Удивлялась я и тому, что добраться до Каульсдорфа[51] труда не составило. Против ожидания функционировало регулярное и быстрое железнодорожное сообщение до Вульхайде.
После расставания с Бюрхерсом я несколько часов бродила по Берлину, а потом отправилась к Кохам. Мне казалось вполне естественным провести дни освобождения там же, где я провела первую ночь на нелегальном положении. Стоял конец марта 1945 года, и я никак не рассчитывала, что на самом деле война закончится лишь через несколько недель.
Шагая пешком через лес, я заготовила несколько фраз, которые скажу Ханхен и Эмилю. Мне хотелось поблагодарить их за все. Хотелось сказать, что они – мои подлинные помощники и спасители. Что именно благодаря им я рискнула перейти на нелегальное положение, ведь они показали мне, что есть люди, которые помогут. Но всякий раз эта речь казалась мне слишком длинной и высокопарной, и я опять пыталась выразить все короче, точнее и не так напыщенно.
По мере приближения к домику, который некогда был летней дачей моих родителей, во мне заговорили разные голоса. “Надеюсь, ничего не случилось, домик цел, не разбомблен и не поврежден, а у Кохов все хорошо”, – говорил один. “Врешь! – возражал другой. – На самом деле ты надеешься, что участок в развалинах, а Кохи погребены под ними. Ты, конечно, постоишь там, порыдаешь. Но таким манером все вкупе с благодарностями будет для тебя закончено”. – “Это подло! – восклицал первый голос. – Ты должна желать, чтоб у Кохов все было хорошо, пусть даже у вас сложные отношения”. Так продолжалось довольно долго. Я растерянно села на пенек.

## Данные масок сегментации
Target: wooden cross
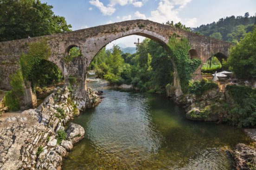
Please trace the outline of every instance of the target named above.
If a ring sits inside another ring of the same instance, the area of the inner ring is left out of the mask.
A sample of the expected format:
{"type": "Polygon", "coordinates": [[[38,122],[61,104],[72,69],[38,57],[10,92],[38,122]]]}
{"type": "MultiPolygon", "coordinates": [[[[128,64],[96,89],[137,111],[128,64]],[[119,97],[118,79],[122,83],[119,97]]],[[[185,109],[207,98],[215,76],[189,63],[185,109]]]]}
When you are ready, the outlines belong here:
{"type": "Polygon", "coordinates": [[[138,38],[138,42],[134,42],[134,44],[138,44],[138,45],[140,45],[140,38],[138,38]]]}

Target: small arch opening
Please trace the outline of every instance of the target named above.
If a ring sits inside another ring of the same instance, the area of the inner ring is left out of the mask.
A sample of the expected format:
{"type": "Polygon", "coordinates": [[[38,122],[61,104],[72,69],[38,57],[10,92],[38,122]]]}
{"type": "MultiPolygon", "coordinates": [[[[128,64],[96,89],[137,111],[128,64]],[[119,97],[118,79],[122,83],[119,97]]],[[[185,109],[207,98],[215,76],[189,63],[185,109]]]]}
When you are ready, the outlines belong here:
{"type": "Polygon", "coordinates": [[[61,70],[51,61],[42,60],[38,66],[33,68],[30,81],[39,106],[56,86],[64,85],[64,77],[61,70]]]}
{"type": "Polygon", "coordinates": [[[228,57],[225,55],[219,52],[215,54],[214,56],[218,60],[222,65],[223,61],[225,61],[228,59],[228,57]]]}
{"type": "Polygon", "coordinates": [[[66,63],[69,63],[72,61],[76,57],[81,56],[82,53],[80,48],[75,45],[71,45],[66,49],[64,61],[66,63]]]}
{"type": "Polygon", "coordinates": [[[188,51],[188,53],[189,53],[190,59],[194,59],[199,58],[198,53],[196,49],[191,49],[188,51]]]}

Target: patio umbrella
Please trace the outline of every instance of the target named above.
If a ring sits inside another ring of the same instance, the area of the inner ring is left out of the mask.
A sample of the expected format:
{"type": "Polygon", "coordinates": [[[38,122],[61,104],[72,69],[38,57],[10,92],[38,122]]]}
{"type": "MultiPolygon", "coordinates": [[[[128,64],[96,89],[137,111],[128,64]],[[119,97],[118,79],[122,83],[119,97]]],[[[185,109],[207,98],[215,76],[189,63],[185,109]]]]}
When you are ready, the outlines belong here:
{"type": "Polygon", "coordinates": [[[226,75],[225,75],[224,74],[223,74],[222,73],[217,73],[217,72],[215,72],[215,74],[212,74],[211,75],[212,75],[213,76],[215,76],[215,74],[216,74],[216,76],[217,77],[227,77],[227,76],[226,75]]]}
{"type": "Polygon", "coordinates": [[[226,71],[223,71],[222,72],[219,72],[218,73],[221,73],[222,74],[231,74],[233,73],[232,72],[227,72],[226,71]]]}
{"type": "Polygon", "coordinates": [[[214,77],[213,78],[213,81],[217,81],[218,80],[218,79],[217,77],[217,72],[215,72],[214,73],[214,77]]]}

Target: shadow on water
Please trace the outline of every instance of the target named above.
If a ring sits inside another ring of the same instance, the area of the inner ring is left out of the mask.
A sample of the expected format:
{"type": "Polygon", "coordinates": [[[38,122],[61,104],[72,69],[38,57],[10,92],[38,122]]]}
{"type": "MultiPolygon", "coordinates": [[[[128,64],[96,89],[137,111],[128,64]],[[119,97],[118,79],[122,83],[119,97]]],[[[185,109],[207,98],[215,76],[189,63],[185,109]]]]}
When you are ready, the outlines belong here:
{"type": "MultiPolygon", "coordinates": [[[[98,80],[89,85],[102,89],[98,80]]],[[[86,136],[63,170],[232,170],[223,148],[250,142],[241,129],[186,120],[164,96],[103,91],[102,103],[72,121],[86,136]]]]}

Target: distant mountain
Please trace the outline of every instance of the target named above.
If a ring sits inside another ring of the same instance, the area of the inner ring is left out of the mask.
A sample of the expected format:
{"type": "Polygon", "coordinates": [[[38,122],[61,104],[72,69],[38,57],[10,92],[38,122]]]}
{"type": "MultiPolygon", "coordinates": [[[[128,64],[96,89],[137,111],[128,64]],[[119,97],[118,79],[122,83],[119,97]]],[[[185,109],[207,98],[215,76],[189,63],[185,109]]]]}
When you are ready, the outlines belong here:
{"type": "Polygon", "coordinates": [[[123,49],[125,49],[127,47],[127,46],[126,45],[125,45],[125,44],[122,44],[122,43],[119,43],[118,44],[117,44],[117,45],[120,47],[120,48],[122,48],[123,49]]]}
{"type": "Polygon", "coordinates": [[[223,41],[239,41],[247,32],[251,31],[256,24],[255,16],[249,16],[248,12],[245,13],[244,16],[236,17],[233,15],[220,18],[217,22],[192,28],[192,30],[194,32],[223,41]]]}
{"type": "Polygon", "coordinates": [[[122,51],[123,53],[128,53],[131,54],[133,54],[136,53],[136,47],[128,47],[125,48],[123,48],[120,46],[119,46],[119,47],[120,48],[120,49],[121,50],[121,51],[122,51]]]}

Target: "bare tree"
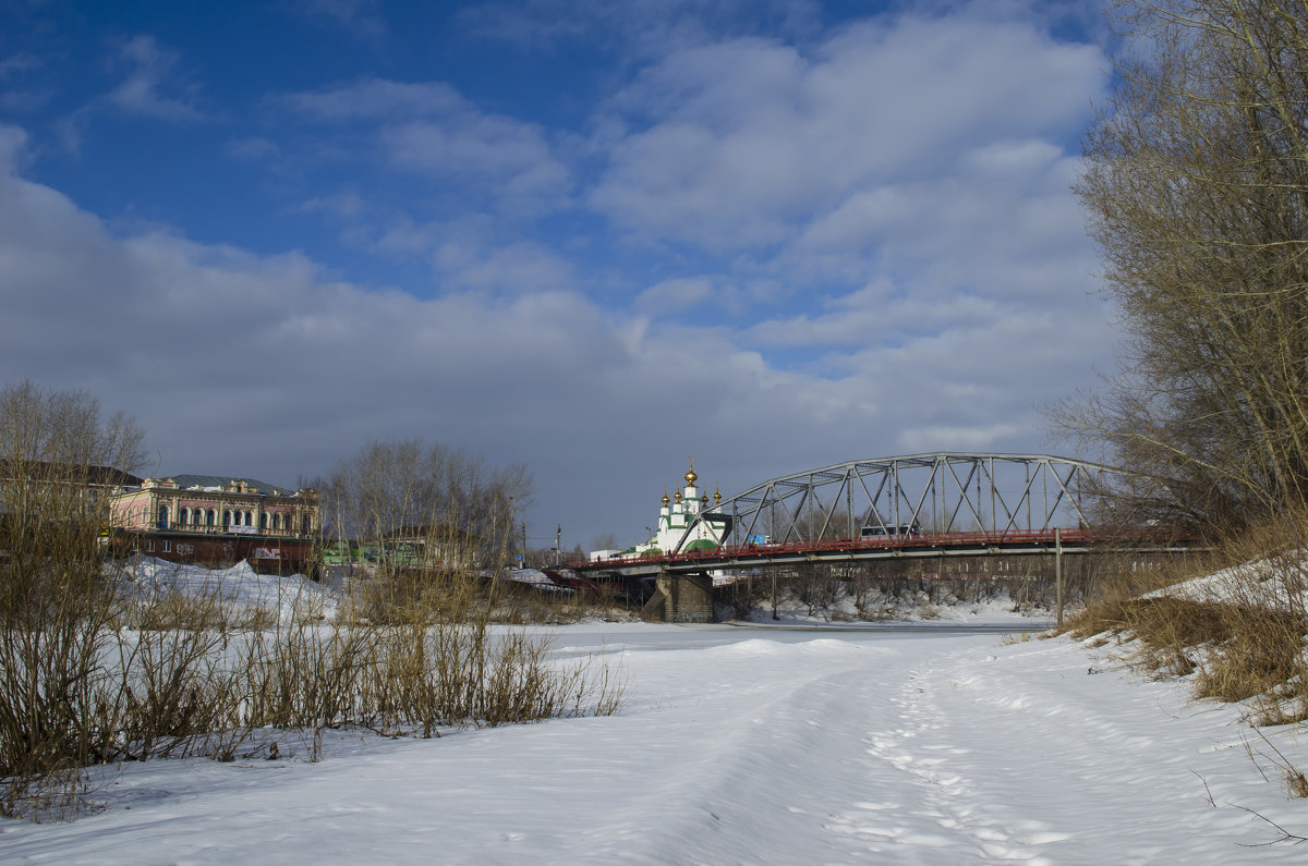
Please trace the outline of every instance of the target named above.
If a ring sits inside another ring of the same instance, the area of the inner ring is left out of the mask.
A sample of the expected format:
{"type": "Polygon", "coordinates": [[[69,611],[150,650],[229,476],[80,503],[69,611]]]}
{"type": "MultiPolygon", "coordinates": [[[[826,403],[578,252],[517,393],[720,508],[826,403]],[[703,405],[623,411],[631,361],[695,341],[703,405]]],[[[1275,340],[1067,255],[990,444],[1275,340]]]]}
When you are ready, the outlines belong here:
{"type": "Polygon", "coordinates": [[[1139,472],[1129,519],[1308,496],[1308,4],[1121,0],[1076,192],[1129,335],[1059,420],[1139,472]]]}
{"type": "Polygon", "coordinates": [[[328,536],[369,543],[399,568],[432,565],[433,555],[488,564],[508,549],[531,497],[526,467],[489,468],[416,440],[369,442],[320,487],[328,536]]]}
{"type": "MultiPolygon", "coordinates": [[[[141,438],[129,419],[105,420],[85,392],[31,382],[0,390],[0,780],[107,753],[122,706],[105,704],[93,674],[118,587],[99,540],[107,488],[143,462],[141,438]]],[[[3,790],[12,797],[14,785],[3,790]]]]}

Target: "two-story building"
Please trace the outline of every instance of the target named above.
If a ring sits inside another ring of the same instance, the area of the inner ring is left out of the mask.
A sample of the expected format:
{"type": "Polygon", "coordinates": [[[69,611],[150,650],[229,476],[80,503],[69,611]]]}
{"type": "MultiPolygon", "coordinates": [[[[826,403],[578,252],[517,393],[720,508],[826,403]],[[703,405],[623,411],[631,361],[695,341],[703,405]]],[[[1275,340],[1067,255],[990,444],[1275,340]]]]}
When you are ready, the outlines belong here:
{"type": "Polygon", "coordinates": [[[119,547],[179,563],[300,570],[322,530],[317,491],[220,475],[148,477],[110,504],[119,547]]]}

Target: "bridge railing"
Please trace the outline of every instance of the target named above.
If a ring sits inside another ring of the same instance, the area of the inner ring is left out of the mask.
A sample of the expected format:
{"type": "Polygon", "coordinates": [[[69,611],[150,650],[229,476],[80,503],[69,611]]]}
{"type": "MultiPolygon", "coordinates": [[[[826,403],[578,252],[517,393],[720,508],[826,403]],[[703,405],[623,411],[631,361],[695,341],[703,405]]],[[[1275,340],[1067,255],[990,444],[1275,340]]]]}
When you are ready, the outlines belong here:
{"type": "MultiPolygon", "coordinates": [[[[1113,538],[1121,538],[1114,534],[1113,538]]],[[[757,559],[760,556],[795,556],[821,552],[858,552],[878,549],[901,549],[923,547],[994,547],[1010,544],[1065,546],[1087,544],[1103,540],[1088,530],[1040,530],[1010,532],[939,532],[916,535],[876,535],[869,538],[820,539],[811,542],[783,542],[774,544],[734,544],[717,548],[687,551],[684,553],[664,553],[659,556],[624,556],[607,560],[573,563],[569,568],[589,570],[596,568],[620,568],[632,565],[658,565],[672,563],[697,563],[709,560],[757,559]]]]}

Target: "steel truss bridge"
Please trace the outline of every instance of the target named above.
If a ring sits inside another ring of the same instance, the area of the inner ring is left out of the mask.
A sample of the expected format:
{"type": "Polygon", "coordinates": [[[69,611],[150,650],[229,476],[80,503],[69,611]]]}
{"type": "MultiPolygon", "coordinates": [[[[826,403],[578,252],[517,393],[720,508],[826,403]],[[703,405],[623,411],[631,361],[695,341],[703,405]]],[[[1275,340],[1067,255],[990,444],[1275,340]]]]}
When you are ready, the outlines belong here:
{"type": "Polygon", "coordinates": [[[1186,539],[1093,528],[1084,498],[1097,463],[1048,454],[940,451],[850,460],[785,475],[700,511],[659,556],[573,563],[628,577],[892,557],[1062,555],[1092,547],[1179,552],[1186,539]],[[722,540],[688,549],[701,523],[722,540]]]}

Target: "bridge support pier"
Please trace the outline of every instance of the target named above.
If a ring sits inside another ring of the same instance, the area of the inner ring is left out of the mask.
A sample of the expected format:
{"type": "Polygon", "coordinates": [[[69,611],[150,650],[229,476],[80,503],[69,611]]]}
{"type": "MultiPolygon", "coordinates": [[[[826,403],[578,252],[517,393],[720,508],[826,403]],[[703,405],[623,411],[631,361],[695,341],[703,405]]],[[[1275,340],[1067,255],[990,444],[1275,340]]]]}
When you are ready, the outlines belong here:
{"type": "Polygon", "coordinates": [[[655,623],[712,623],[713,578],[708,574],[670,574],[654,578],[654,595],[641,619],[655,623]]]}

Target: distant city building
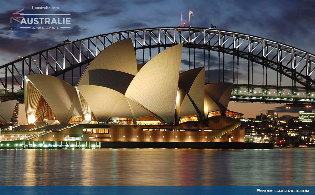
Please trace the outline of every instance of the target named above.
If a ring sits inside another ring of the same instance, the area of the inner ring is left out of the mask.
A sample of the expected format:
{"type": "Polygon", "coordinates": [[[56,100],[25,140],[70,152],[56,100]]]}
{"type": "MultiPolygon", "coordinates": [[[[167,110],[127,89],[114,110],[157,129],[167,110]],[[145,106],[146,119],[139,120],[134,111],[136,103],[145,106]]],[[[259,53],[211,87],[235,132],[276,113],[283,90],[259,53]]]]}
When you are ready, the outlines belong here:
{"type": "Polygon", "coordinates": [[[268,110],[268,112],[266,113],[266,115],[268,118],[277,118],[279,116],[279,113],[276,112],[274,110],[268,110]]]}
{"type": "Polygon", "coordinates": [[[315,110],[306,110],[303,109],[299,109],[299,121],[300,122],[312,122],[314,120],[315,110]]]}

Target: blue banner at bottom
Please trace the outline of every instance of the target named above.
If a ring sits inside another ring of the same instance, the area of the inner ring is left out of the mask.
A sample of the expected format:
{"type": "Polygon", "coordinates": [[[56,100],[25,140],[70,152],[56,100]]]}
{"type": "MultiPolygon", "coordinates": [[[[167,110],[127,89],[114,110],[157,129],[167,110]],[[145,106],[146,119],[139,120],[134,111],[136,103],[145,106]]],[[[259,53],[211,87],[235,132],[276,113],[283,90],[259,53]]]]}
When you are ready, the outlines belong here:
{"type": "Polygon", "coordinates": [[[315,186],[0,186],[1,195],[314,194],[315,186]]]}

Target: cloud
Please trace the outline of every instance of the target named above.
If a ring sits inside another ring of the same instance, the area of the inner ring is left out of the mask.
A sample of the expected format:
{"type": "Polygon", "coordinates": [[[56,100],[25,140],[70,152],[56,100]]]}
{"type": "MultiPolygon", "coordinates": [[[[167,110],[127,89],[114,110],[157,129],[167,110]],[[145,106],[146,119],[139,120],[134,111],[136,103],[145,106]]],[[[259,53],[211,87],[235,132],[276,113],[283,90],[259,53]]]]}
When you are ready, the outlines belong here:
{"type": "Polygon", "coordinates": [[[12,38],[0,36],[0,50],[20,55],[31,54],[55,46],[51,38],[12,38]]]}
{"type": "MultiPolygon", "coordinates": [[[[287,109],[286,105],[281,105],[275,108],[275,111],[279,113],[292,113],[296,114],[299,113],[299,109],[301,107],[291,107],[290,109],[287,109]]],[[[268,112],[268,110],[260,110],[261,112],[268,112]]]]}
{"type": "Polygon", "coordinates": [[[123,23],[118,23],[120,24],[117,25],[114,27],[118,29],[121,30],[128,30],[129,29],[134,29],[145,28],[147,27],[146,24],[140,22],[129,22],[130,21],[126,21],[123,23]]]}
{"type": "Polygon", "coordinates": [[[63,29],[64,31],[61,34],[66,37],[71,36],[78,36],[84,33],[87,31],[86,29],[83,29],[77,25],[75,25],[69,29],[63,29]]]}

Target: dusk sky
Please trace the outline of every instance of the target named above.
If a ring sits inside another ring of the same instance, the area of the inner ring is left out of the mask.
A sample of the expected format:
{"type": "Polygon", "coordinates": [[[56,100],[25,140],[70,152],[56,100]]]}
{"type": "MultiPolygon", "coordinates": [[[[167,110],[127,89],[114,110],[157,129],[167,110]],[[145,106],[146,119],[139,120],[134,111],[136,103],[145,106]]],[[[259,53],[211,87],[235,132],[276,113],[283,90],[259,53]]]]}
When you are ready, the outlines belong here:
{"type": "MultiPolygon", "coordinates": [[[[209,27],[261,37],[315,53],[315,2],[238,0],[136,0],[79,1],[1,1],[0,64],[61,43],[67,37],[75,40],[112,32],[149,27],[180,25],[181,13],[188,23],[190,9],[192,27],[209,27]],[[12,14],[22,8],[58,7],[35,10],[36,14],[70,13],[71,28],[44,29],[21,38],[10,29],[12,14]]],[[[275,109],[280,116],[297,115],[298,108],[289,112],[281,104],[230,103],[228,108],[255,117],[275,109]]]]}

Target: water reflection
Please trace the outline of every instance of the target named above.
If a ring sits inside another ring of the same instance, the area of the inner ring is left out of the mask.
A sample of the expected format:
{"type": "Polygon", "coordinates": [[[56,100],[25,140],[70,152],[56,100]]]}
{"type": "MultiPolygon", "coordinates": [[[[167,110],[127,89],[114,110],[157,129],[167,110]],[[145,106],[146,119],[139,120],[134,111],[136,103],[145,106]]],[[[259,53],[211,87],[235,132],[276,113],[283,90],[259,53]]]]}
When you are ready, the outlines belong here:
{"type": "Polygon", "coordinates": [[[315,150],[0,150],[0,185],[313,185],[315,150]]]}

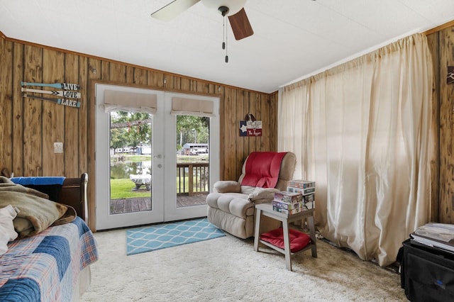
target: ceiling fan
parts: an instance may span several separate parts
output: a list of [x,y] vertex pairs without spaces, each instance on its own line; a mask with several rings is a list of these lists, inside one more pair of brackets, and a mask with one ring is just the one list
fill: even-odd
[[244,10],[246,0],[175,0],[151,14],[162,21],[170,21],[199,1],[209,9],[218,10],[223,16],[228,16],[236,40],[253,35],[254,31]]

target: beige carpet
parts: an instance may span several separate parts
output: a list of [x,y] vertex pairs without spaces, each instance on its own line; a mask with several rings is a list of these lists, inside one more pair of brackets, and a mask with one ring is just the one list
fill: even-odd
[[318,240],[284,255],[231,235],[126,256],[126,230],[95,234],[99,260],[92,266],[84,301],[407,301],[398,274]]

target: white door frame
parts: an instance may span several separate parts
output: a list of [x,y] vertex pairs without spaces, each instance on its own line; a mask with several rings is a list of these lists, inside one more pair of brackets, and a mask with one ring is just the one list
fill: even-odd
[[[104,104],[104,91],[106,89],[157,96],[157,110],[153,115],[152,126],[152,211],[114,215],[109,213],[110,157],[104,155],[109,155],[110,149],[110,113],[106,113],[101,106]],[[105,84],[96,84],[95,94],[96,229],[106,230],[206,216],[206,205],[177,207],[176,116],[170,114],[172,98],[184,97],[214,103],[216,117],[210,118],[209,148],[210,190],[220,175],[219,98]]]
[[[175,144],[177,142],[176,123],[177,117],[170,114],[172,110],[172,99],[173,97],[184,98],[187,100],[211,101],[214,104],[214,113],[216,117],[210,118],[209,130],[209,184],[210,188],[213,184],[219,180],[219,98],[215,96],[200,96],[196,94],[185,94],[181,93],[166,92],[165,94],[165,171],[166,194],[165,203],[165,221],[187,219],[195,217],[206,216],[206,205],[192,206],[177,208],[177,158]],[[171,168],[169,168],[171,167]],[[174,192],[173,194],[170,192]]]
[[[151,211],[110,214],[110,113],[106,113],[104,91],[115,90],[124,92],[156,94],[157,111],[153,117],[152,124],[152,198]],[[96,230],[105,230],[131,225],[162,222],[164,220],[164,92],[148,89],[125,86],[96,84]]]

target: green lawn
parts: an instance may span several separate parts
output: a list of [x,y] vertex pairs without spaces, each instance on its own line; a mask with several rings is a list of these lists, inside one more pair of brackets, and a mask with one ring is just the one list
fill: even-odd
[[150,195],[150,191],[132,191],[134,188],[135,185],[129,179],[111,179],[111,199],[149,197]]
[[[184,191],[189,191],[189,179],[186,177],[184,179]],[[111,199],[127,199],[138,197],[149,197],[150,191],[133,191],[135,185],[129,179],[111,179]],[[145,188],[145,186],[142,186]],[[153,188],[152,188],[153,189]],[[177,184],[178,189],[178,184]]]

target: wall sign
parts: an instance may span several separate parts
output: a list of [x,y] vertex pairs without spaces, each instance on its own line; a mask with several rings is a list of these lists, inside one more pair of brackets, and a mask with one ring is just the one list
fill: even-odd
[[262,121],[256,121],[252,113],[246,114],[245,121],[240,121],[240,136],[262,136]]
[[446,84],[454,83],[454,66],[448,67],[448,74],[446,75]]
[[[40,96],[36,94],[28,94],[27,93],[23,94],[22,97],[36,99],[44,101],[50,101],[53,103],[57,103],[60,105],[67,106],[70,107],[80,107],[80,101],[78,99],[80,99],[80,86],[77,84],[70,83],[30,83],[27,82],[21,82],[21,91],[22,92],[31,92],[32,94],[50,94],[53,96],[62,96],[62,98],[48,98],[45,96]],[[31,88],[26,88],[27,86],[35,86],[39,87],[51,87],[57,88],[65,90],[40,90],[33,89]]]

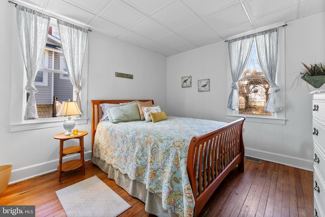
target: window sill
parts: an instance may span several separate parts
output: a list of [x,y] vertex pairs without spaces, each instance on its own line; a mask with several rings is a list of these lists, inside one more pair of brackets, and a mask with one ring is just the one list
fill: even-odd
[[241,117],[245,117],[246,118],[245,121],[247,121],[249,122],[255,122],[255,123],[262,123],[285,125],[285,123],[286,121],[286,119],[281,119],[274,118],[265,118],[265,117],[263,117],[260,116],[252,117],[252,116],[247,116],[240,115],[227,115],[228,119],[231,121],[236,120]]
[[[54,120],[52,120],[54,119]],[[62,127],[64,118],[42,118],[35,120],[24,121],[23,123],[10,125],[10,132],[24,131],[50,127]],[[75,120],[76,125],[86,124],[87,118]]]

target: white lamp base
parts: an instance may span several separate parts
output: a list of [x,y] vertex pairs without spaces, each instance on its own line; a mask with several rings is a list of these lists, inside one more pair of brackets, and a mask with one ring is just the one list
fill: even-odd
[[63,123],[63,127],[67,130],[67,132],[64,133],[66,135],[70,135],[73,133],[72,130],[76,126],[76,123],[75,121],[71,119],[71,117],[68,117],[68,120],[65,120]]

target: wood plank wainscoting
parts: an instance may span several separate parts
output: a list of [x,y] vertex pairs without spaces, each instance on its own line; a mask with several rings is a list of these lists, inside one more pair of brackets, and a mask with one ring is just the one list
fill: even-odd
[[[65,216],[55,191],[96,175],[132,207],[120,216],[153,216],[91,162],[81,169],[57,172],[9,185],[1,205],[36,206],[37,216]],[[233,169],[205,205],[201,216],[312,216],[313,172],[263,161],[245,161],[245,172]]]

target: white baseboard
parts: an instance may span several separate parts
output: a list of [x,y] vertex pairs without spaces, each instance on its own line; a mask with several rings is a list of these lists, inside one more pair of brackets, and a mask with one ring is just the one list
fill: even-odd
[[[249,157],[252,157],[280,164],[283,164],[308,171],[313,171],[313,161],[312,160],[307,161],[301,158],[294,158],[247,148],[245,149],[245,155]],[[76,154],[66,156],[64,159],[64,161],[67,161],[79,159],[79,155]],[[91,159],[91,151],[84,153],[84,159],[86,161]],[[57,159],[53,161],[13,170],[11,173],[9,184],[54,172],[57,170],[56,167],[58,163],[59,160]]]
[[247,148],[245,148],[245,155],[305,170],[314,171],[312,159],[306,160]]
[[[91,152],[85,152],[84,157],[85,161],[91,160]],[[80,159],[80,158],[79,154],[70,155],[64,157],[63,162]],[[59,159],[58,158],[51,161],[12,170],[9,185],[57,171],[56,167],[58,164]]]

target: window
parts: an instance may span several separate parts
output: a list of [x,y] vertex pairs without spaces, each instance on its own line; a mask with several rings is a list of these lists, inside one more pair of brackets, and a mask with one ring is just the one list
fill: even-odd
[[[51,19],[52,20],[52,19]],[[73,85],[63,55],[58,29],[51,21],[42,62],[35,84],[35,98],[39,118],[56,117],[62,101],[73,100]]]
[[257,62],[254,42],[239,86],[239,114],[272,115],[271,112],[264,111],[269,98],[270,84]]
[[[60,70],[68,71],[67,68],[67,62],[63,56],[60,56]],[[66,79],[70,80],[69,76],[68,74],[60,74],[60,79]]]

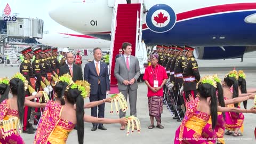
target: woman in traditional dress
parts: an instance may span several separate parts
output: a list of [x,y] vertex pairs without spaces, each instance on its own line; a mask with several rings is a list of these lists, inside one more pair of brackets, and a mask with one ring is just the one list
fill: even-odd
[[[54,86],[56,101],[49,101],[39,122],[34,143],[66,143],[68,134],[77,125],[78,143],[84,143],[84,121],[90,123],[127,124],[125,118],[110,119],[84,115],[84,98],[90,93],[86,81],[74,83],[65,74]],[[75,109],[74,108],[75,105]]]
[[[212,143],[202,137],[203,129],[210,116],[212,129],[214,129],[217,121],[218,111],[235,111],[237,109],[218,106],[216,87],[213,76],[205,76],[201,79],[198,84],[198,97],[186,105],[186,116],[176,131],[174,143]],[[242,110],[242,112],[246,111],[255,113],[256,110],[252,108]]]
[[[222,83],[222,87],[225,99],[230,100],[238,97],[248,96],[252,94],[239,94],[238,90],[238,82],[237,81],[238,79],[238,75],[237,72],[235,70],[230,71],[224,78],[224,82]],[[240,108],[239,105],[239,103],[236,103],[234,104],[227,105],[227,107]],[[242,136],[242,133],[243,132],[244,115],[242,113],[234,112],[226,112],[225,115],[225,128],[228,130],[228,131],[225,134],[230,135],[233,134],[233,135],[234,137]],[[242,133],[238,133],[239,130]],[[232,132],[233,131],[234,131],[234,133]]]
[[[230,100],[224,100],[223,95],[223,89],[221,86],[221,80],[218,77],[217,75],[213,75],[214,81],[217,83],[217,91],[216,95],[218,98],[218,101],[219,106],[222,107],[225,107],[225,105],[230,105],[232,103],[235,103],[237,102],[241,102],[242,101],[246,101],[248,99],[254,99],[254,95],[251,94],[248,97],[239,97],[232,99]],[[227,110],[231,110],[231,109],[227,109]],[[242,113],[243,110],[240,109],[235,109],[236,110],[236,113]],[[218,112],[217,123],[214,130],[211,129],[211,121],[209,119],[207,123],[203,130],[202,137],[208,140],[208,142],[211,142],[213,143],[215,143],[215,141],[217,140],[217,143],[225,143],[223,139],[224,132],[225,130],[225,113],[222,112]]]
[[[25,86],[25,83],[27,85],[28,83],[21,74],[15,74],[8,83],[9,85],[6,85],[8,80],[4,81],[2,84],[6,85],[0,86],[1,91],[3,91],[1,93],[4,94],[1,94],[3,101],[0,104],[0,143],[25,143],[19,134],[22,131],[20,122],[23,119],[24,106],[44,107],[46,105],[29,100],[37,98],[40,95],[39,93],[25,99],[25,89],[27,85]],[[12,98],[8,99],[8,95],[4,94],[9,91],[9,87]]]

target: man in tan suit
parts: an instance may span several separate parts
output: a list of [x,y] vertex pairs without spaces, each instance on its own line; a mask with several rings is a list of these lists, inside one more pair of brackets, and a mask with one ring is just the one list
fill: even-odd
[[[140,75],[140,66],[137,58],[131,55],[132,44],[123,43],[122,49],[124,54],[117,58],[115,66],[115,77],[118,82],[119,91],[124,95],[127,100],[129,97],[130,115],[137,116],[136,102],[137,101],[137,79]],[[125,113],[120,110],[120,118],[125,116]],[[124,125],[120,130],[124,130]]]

## Список заданий
A. Проверьте по исходному тексту, верны ли утверждения: (i) железнодорожное сообщение до Вульхайде не работало; (ii) события происходят в конце марта 1945 года; (iii) домик раньше был летней дачей родителей рассказчицы. Для каждого ответьте «да» или «нет» и приведите решающие слова текста в точности.
B. К кому, согласно исходному тексту, отправилась рассказчица, после того как несколько часов бродила по Берлину?
C. Выпишите из исходного текста фрагмент между словами "По мере приближения" и "села на пенек.", включая их.

## Готовые решения
A.
(i) Нет: «Против ожидания функционировало регулярное и быстрое железнодорожное сообщение до Вульхайде».
(ii) Да: «Стоял конец марта 1945 года».
(iii) Да: «который некогда был летней дачей моих родителей».

B. К Кохам.

C.
По мере приближения к домику, который некогда был летней дачей моих родителей, во мне заговорили разные голоса. “Надеюсь, ничего не случилось, домик цел, не разбомблен и не поврежден, а у Кохов все хорошо”, – говорил один. “Врешь! – возражал другой. – На самом деле ты надеешься, что участок в развалинах, а Кохи погребены под ними. Ты, конечно, постоишь там, порыдаешь. Но таким манером все вкупе с благодарностями будет для тебя закончено”. – “Это подло! – восклицал первый голос. – Ты должна желать, чтоб у Кохов все было хорошо, пусть даже у вас сложные отношения”. Так продолжалось довольно долго. Я растерянно села на пенек.